§ ACTION ITEM
Once the line containing "For every instance of the smartphone, the" is found in the data below, repeat it and every later line exactly, leaving the pictures out.

======== DATA FOR THIS EXERCISE ========

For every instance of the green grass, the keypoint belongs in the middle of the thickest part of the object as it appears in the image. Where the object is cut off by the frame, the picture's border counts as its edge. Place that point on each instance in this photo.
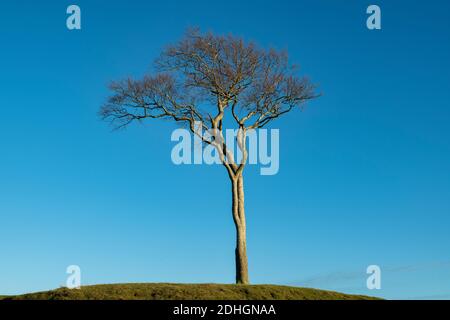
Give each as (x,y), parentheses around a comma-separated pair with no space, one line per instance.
(166,291)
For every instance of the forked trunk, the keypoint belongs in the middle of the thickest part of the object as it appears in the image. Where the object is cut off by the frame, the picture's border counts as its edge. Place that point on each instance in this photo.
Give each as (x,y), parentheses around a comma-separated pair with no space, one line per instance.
(241,240)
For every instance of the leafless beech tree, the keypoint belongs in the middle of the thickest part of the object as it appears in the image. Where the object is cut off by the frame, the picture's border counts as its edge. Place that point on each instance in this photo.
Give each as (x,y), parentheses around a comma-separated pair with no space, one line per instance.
(206,78)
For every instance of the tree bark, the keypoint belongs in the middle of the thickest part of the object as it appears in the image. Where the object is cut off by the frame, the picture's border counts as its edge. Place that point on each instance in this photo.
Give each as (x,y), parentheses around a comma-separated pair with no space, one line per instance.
(239,221)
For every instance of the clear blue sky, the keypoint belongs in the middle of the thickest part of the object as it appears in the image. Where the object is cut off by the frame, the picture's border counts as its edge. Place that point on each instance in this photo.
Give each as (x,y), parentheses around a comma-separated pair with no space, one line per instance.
(364,174)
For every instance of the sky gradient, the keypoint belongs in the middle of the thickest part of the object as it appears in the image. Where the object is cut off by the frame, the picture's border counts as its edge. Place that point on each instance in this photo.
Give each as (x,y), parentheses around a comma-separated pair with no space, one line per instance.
(364,171)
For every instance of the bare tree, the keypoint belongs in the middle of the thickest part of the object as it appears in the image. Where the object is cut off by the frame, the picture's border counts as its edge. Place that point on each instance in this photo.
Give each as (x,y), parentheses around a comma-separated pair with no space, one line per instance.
(206,78)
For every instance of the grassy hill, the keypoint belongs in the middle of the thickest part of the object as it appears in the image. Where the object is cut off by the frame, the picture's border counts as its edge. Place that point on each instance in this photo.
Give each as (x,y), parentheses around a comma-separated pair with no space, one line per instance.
(165,291)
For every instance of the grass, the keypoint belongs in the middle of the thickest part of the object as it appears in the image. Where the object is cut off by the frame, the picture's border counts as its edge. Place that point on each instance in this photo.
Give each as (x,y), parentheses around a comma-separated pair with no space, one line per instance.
(166,291)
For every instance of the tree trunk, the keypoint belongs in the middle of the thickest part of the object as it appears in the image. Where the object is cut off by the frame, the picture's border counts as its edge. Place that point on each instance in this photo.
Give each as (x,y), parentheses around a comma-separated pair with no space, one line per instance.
(239,221)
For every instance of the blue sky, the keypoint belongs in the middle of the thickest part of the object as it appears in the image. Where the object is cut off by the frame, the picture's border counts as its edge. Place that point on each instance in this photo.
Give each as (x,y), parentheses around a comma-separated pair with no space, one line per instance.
(364,170)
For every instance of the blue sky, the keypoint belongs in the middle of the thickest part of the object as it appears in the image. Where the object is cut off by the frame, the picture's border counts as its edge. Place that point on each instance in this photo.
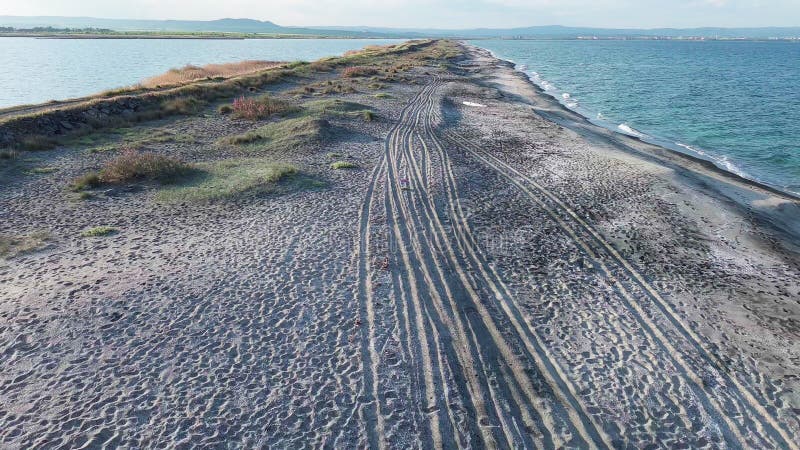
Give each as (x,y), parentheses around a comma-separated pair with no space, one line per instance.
(437,13)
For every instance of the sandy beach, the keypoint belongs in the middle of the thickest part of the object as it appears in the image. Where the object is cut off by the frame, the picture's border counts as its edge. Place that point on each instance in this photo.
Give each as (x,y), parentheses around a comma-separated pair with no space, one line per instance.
(457,261)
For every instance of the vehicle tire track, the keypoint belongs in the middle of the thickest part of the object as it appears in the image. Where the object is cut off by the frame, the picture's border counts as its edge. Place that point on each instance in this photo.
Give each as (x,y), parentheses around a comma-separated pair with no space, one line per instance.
(769,427)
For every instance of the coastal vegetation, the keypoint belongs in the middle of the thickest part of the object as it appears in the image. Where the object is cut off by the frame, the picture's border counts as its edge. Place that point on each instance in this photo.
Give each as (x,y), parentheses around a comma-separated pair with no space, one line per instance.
(99,231)
(343,165)
(191,73)
(228,179)
(13,245)
(132,165)
(46,129)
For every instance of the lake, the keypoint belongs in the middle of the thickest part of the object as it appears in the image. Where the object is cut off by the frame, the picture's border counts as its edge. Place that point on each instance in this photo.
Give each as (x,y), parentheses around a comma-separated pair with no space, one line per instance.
(39,70)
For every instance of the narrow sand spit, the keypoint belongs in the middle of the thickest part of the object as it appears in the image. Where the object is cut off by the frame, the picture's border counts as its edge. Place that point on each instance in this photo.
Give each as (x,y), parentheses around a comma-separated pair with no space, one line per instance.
(503,276)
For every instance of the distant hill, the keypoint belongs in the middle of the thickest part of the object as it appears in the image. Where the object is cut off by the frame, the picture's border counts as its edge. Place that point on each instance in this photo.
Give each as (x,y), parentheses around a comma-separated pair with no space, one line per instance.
(562,32)
(221,26)
(267,27)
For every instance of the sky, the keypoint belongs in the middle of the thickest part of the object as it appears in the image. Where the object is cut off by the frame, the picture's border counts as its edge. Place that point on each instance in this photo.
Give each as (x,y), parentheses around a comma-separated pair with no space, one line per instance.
(436,13)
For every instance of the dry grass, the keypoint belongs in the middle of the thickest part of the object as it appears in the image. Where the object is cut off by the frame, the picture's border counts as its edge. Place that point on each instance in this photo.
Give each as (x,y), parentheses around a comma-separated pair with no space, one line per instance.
(229,179)
(100,231)
(289,134)
(359,71)
(37,143)
(132,166)
(190,73)
(11,246)
(259,107)
(339,165)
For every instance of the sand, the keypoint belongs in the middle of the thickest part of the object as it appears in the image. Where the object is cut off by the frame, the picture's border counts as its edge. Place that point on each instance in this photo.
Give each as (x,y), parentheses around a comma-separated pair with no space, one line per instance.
(497,276)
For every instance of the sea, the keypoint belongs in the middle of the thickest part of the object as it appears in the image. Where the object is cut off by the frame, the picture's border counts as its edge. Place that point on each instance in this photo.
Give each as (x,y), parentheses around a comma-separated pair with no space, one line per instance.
(734,103)
(39,70)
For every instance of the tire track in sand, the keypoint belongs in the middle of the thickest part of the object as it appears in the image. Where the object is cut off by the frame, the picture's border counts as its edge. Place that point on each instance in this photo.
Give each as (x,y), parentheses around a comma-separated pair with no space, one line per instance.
(765,423)
(493,338)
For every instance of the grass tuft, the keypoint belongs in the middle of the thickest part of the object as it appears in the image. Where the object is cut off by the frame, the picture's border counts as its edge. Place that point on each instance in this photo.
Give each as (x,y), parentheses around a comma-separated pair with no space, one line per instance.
(99,231)
(11,246)
(343,165)
(132,166)
(228,179)
(43,170)
(37,143)
(287,134)
(182,106)
(259,107)
(190,73)
(87,181)
(135,166)
(359,71)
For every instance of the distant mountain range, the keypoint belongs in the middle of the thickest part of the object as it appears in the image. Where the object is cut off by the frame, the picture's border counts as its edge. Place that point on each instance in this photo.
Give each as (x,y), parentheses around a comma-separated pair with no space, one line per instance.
(266,27)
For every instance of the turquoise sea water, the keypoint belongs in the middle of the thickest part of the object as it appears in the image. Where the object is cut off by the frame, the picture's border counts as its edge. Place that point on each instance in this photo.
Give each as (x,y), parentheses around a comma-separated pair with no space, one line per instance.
(736,104)
(39,70)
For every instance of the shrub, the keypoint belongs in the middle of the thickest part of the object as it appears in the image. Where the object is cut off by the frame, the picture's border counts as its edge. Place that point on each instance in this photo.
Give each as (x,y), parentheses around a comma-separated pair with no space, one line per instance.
(214,72)
(359,71)
(259,108)
(229,179)
(11,245)
(132,166)
(43,170)
(182,105)
(99,231)
(288,134)
(343,165)
(36,142)
(8,155)
(88,181)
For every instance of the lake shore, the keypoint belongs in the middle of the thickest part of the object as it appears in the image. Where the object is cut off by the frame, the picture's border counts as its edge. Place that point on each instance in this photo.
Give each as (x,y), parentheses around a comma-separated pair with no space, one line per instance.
(418,249)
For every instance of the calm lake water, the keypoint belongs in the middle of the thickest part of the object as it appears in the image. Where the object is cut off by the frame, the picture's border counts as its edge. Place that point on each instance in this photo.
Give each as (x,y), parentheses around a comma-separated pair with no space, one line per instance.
(39,70)
(736,104)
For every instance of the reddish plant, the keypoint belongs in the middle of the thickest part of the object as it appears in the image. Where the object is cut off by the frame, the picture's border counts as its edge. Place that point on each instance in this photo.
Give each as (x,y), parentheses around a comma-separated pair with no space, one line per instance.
(359,71)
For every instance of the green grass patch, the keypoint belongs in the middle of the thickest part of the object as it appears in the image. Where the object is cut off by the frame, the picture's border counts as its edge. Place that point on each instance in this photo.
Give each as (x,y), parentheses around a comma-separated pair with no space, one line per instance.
(334,107)
(344,165)
(99,231)
(287,134)
(37,143)
(132,166)
(228,179)
(43,170)
(11,246)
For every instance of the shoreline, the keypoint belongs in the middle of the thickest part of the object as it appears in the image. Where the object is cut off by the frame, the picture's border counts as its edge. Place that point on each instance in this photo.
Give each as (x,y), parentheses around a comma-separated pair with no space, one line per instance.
(414,248)
(656,141)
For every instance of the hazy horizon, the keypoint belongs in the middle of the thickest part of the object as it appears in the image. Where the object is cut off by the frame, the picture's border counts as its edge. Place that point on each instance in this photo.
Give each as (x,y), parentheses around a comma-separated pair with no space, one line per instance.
(439,14)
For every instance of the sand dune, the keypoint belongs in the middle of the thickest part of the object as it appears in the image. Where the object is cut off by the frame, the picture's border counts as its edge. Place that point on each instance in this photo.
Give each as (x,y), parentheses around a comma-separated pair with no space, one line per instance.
(496,277)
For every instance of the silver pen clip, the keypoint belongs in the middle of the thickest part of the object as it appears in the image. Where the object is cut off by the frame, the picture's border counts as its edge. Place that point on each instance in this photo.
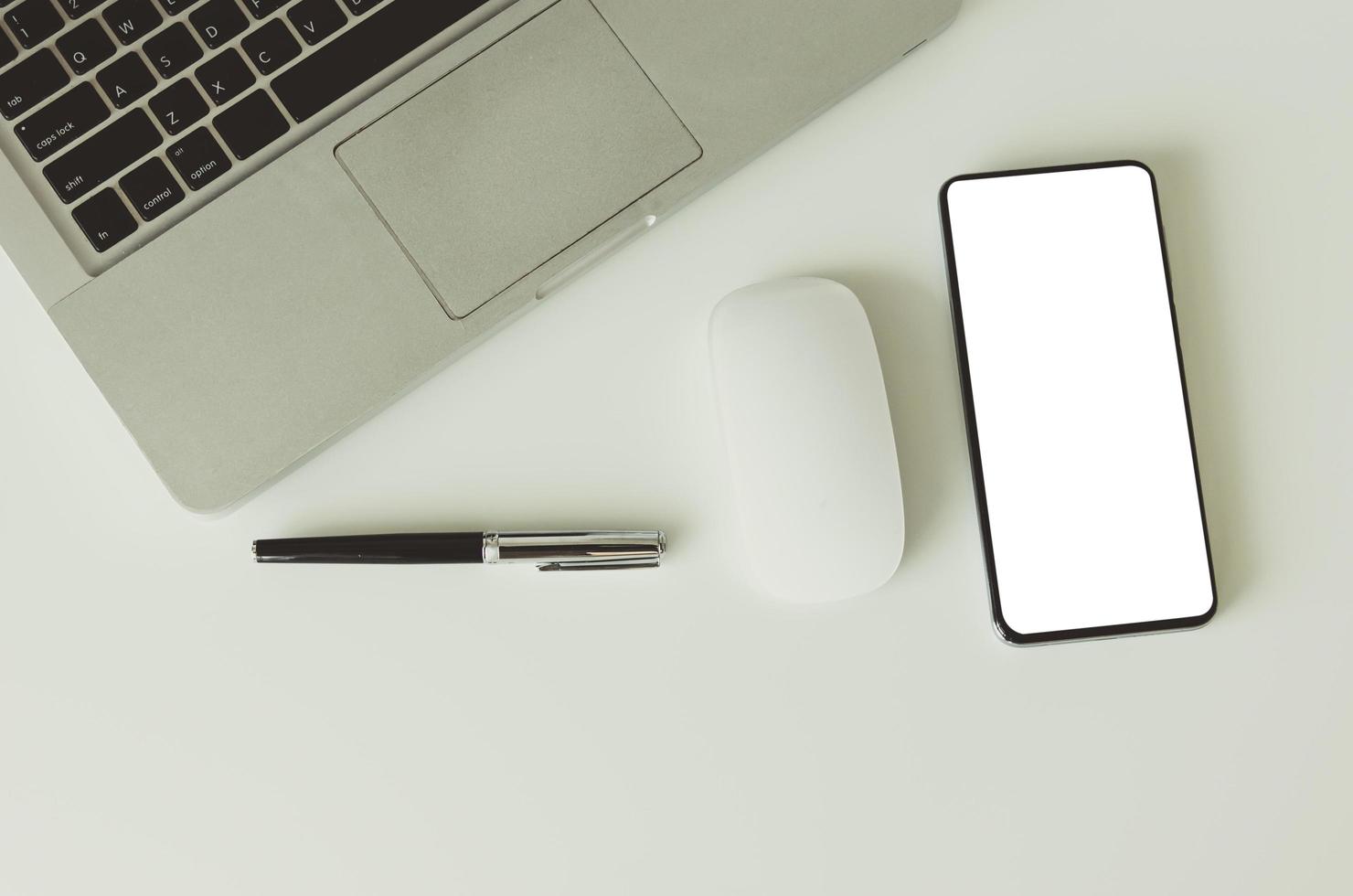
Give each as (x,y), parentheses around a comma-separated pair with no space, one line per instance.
(569,551)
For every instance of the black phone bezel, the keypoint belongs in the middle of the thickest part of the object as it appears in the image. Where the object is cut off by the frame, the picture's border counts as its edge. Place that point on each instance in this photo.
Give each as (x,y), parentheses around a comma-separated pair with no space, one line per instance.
(975,453)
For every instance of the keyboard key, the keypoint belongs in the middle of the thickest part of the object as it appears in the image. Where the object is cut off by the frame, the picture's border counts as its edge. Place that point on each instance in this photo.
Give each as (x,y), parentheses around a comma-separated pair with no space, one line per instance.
(179,106)
(250,124)
(218,22)
(172,50)
(76,8)
(30,81)
(271,47)
(8,53)
(132,19)
(151,188)
(62,122)
(101,155)
(225,78)
(358,7)
(356,56)
(199,158)
(106,221)
(87,47)
(317,19)
(33,22)
(264,8)
(126,80)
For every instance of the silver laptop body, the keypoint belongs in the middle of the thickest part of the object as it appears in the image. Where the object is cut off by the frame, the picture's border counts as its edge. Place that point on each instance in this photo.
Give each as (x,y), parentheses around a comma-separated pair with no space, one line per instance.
(247,284)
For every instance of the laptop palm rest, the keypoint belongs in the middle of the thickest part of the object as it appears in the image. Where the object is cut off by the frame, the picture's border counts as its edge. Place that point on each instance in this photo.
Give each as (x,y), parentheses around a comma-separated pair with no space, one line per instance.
(517,155)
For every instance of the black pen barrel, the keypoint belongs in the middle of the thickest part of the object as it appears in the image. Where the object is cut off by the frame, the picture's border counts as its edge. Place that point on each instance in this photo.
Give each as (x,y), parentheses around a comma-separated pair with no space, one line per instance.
(444,547)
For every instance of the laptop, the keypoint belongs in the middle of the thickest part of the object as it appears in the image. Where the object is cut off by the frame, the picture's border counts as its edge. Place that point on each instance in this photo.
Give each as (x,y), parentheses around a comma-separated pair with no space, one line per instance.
(257,222)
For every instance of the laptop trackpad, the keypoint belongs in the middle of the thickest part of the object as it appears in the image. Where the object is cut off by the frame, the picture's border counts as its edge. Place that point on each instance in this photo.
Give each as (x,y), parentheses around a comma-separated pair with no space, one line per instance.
(518,154)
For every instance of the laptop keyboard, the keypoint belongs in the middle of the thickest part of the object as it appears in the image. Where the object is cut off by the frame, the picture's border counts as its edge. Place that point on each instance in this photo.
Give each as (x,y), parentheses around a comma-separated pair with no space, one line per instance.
(225,79)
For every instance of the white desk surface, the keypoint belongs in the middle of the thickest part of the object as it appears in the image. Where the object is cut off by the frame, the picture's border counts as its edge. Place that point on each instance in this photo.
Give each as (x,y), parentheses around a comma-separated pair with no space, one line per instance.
(176,720)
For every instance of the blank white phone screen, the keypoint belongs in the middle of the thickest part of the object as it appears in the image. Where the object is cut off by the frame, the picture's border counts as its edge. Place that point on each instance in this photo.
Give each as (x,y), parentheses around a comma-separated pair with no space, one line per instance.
(1091,490)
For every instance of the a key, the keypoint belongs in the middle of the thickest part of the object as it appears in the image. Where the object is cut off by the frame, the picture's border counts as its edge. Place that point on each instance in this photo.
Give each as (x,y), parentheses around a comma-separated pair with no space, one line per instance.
(179,106)
(132,19)
(271,47)
(225,78)
(126,80)
(76,8)
(264,8)
(106,221)
(364,50)
(315,19)
(218,22)
(30,81)
(199,158)
(87,47)
(33,22)
(250,124)
(172,50)
(103,155)
(151,188)
(358,7)
(62,122)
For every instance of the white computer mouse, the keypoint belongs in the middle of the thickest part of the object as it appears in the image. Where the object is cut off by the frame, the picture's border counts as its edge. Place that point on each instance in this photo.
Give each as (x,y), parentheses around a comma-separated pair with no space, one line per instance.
(809,440)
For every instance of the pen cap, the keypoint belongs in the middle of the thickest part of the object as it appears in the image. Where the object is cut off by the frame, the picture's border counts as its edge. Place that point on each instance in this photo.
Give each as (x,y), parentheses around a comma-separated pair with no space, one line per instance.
(563,551)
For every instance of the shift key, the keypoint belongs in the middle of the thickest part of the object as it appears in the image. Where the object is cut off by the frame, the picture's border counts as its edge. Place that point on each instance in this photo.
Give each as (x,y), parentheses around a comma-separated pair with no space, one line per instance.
(62,122)
(103,155)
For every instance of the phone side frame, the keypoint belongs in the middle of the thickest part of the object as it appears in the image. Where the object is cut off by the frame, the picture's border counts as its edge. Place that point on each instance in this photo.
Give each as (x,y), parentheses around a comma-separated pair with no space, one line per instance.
(1007,633)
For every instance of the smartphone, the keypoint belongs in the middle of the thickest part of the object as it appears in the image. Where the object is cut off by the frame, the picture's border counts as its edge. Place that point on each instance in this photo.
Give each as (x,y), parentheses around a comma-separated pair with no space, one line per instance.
(1079,427)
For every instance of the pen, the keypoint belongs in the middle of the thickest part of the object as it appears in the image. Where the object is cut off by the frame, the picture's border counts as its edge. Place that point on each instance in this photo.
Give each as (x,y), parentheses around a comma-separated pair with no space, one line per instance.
(551,551)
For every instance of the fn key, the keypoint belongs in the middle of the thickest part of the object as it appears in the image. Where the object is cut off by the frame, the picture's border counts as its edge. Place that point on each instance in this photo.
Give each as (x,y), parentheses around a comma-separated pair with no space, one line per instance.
(104,219)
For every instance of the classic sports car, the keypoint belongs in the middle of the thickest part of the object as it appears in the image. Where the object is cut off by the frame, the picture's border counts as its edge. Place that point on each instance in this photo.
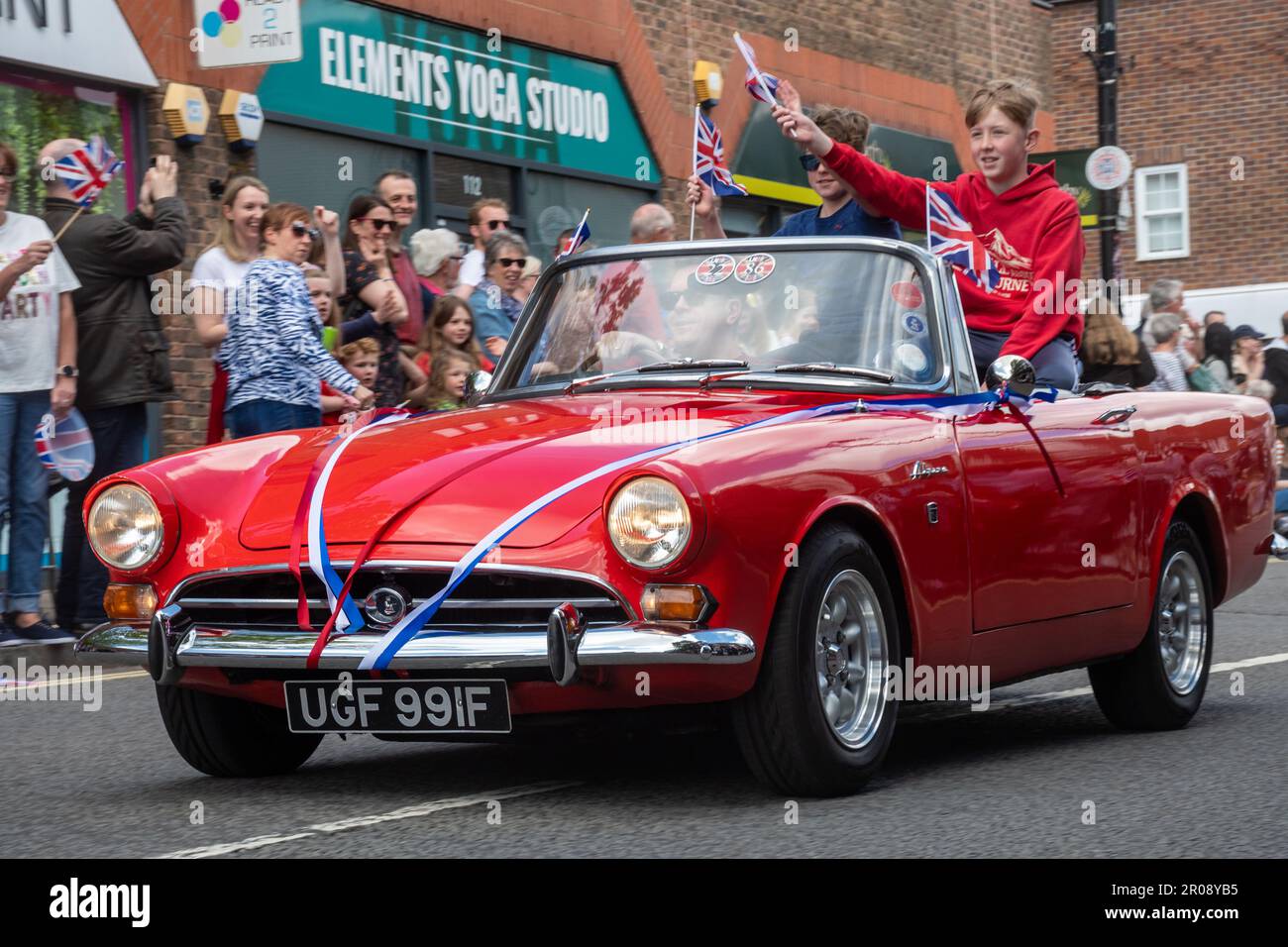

========

§ OUTPUT
For every instance of the smartphone, the keypoint belongs in the middle of the thickest part of the object as it appears in the image. Where the object is cut off by the frame, the picture's border counts as its edge. Place that point on each instance in this photo.
Give each as (x,y), parentheses around a comma-separated pair with no space, one line per instance.
(1079,427)
For every instance of the pen, the keypoint belongs in the middle of the thickest part of the object as it appears in the image. Where the object is cut off by the frame, the picture's border counts as its edge. Place that point on each instance in this photo.
Give each as (x,y), parentheses around a comma-separated pair with no space, one line per instance.
(551,551)
For every instance of the fn key, the keypoint belongs in the middle of the thickest part of the object as it appears in the image. Where the object is cut off by the frame, the picture's border counts as its edge. Place that point on each instance in this photo.
Give each as (x,y), parentheses around a comma-separated pair with no space, one line per instance.
(104,219)
For every instance of the classic sports car, the keypoint belongs in the middle of the thickest part of the object as it appears in the image. Where the object is cut off by the frame, the picture's border counts as its edge. Place that point on each instance in this photo.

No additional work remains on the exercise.